Zu lesender Text:
Übergabekonzert ist am 5. Februar - nur als Stream

Das Übergabe-Konzert, bei dem Maria Portugal Abschied von Moers nimmt und den Staffelstab an Talibam übergibt, soll am Freitag, 5. Februar um 20 Uhr im alten Landratsamt stattfinden - als Stream auf der Website des Festivals und bei Facebook. Anders geht's ja nicht derzeit. Nicht einmal eine Handvoll Gäste seien erlaubt, hat Thorsten Töpp in Absprache mit der Stadt erfahren müssen.

Aber Töpp ist sicher, dass die beiden auch außerhalb von Konzertsälen präsent sein werden. Etwa so wie Maria Portugal im Sommer in den Schlosspark eingeladen hatte und dort "so eine Hippie-Atmosphäre gezaubert" hat. Auf You Tube hatte sie ihren eigenen Kanal eingerichtet, als Konzerte vor Publikum unmöglich wurden. "Da geht bei Talibam bestimmt auch noch mehr", versichert Töpp. Zumal die beiden "in Europa sehr gut vernetzt" seien.

Aufgabe und Vorgaben: Zitieren Sie aus dem Text zum Übergabekonzert wortgetreu die Passage von „Das Übergabe-Konzert, bei“ bis einschließlich „Stadt erfahren müssen.“. Die anschließende Liste ist für die Bearbeitung ohne Belang.

Bereitgestellte Daten:
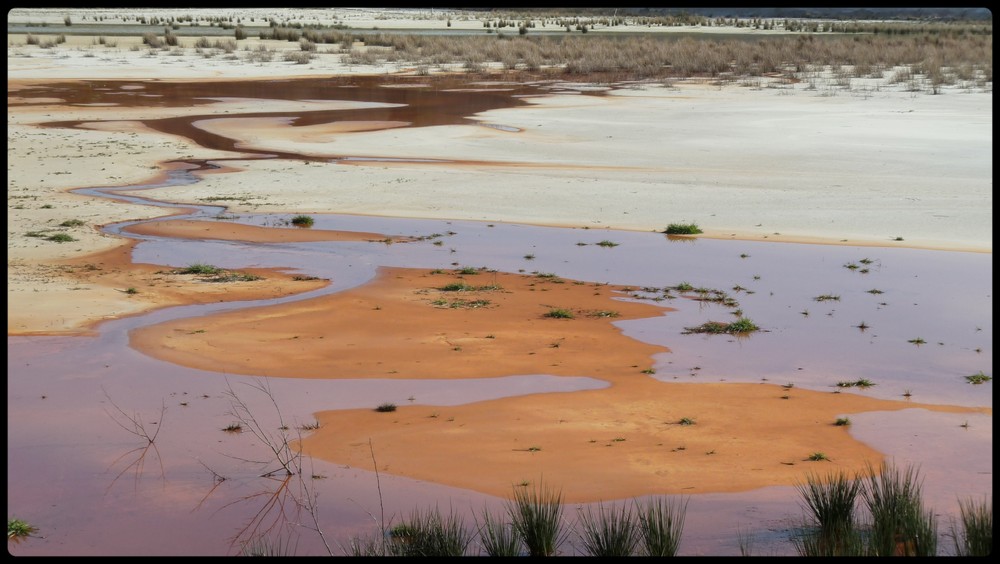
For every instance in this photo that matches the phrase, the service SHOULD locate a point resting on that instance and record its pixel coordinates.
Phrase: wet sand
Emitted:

Vollständige Antwort:
Das Übergabe-Konzert, bei dem Maria Portugal Abschied von Moers nimmt und den Staffelstab an Talibam übergibt, soll am Freitag, 5. Februar um 20 Uhr im alten Landratsamt stattfinden - als Stream auf der Website des Festivals und bei Facebook. Anders geht's ja nicht derzeit. Nicht einmal eine Handvoll Gäste seien erlaubt, hat Thorsten Töpp in Absprache mit der Stadt erfahren müssen.